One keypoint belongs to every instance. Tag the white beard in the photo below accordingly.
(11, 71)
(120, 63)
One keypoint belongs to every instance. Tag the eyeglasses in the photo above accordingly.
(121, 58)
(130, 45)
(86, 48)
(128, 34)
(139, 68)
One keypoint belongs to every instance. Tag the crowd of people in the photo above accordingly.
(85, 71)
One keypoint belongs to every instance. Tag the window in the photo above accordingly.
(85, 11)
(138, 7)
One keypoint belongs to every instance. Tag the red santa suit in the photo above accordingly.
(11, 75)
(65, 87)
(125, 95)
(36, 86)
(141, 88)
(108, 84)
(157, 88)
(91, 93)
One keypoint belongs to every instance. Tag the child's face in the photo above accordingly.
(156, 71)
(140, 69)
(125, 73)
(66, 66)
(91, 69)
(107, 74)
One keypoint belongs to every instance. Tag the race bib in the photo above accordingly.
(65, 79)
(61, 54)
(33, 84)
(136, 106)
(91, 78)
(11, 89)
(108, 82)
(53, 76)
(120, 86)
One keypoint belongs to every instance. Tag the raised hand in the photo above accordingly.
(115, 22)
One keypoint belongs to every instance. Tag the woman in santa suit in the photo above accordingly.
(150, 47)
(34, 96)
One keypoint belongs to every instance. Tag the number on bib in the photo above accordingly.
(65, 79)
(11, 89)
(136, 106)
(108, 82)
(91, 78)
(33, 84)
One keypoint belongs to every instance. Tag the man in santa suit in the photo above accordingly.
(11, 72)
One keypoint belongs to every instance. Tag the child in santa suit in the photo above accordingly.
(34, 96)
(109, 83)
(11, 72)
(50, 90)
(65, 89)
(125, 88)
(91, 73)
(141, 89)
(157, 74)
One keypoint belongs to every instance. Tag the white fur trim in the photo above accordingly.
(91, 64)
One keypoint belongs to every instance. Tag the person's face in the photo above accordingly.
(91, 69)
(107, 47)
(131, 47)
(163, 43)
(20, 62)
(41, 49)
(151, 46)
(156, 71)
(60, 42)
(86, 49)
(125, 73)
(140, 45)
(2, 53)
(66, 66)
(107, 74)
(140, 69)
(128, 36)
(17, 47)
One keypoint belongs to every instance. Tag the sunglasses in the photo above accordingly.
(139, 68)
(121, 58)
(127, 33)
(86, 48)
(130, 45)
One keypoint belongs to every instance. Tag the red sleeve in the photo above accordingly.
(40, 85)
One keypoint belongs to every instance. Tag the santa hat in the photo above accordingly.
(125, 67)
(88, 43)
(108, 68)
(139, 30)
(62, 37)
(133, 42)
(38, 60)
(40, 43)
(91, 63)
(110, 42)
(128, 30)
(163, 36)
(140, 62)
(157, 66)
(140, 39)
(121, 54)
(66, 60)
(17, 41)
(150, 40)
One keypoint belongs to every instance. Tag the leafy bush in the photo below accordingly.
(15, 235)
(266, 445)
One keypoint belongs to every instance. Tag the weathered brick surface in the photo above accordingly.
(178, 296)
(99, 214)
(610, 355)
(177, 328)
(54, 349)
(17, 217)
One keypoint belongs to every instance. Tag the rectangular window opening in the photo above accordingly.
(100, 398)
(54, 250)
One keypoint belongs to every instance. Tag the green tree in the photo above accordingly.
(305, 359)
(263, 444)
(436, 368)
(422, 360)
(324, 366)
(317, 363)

========

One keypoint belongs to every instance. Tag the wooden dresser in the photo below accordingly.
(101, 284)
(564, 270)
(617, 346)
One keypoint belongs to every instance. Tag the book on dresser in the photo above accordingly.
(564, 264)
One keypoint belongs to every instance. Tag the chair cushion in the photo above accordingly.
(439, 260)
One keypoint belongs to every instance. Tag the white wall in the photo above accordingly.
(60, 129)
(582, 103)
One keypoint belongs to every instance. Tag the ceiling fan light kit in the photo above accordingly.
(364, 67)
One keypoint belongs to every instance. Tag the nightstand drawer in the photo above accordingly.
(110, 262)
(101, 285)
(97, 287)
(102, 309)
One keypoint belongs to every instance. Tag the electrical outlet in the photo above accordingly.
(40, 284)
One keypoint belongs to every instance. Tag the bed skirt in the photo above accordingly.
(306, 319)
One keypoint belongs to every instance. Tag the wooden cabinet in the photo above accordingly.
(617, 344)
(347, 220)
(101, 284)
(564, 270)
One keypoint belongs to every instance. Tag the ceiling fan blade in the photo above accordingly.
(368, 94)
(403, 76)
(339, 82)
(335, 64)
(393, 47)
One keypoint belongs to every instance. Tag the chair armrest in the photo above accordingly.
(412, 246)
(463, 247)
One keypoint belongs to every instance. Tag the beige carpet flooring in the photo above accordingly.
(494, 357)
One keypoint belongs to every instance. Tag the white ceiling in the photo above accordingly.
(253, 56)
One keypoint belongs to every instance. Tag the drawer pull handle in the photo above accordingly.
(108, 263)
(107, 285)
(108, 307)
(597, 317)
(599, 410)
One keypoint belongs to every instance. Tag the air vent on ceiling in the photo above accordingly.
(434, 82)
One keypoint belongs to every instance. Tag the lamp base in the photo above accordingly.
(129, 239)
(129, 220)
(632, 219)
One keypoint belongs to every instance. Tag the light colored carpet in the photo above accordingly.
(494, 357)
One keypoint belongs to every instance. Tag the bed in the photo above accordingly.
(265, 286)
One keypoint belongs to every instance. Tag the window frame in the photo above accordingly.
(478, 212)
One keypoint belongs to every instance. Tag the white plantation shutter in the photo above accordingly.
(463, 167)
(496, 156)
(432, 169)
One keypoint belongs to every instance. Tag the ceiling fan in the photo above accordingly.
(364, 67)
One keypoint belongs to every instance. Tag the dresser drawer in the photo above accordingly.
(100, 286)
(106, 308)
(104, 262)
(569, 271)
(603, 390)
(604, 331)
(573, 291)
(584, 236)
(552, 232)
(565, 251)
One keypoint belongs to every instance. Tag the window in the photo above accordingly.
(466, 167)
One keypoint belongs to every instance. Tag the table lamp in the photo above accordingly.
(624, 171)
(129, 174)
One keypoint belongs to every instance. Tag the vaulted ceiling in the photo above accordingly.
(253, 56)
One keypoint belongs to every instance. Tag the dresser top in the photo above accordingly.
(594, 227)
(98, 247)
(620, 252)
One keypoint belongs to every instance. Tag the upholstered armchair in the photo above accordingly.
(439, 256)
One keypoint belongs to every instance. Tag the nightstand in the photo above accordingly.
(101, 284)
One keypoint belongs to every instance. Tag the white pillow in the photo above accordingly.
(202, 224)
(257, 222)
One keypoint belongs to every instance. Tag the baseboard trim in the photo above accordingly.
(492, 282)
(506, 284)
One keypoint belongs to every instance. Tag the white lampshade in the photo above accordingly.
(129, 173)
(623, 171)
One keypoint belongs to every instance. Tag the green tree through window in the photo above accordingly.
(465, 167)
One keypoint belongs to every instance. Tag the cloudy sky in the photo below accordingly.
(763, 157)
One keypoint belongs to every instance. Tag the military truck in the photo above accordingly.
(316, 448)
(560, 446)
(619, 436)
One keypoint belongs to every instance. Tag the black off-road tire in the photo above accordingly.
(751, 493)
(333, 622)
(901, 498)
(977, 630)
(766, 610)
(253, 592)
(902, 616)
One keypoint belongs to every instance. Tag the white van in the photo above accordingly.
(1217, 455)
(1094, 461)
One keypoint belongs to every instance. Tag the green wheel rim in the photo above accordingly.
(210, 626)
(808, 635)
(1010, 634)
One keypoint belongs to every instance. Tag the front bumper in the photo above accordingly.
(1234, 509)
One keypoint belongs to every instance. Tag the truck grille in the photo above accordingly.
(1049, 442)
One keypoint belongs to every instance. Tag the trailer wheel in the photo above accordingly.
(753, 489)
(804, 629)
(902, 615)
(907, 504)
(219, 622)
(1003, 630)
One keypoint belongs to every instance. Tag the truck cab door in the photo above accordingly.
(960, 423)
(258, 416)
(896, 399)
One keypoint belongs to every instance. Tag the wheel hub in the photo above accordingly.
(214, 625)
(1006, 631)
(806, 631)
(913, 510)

========

Given request
Rewrite everything from the line containing "One keypoint belongs to every instance. Tag the dresser top" down to the line containing "(1094, 461)", swapping "Tag" for "Mark" and leaving all else unchanged. Return only those lines.

Finished task
One keypoint belongs to every instance. Mark the dresser top in the photo above accordingly.
(594, 227)
(98, 247)
(620, 252)
One keypoint belongs to every instance. Mark the upholstered armchair in the photo above accordingly.
(439, 256)
One keypoint belongs to every instance. Mark the nightstand in the photo above accordingly.
(101, 284)
One keypoint belongs to every instance. Mark the white pillow in the photo above accordingly.
(202, 224)
(257, 222)
One keypoint belongs to every instance. Mark the baseboard trim in the photo above accordingly.
(492, 282)
(506, 284)
One keypoint belongs to every instance. Mark the white lampshade in the photo above accordingly.
(129, 173)
(623, 171)
One keypoint belongs to every instance. Mark the green tree through window in the photo above accordingly.
(465, 167)
One keypoint belongs to every instance. Mark the cloudy sky in the photo below accordingly.
(763, 157)
One keypoint belongs to every instance. Mark the military truck in the photo above accordingly.
(316, 448)
(560, 446)
(619, 436)
One keypoint belongs to every instance. Mark the black off-road tire in the photo above accordingly.
(751, 493)
(333, 622)
(901, 498)
(977, 630)
(766, 610)
(253, 592)
(902, 616)
One keypoint belongs to every instance. Mark the white van in the photo above accordingly.
(1217, 455)
(1094, 461)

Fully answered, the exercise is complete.